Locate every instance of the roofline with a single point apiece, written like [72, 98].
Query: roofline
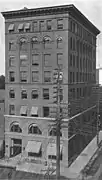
[48, 10]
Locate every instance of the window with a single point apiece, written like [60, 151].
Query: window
[11, 45]
[35, 76]
[47, 76]
[47, 42]
[60, 59]
[35, 59]
[45, 111]
[42, 25]
[15, 127]
[23, 60]
[11, 109]
[73, 60]
[23, 44]
[70, 77]
[21, 28]
[11, 28]
[23, 111]
[34, 42]
[59, 42]
[35, 26]
[34, 111]
[27, 27]
[23, 76]
[71, 43]
[61, 94]
[74, 44]
[34, 94]
[70, 60]
[47, 59]
[45, 93]
[24, 94]
[11, 61]
[11, 93]
[34, 129]
[60, 24]
[77, 76]
[53, 132]
[12, 76]
[49, 24]
[73, 77]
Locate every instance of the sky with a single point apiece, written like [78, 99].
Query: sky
[92, 9]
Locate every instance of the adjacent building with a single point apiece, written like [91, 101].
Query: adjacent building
[36, 42]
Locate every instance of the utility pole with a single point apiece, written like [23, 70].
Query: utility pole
[98, 116]
[58, 76]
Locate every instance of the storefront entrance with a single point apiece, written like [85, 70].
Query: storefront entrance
[16, 147]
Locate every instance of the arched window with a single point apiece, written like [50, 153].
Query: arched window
[23, 44]
[59, 42]
[47, 42]
[34, 129]
[15, 127]
[34, 42]
[53, 132]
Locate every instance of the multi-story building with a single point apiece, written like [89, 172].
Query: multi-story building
[36, 42]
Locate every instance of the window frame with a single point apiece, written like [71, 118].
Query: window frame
[11, 78]
[11, 112]
[36, 94]
[45, 95]
[35, 78]
[11, 93]
[23, 94]
[24, 77]
[59, 26]
[44, 109]
[47, 79]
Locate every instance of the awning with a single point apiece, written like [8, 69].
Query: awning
[11, 27]
[51, 149]
[59, 38]
[27, 26]
[23, 56]
[35, 39]
[34, 110]
[47, 38]
[23, 110]
[20, 26]
[33, 146]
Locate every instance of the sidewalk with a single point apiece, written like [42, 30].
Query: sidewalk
[74, 172]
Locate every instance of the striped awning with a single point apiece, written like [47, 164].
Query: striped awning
[11, 27]
[23, 56]
[20, 26]
[33, 146]
[23, 110]
[51, 149]
[27, 26]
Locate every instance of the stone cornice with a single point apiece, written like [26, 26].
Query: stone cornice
[71, 9]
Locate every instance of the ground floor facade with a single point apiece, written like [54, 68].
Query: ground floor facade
[35, 138]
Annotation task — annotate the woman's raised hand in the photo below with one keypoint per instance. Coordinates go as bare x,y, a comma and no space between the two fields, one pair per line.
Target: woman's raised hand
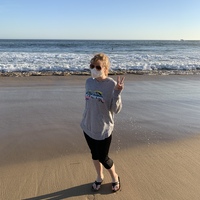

**Your objective:** Once the line containing "Annotation task —" is found, write out exactly that line and each line after it through the end of the entries, omitting pictures.

**Answer section:**
Annotation task — annotate the woman's raised hand in the photo below with one keypoint per instance. Coordinates go as bare x,y, a comma and no space between the two fields, one pair per line.
Target: woman's raised hand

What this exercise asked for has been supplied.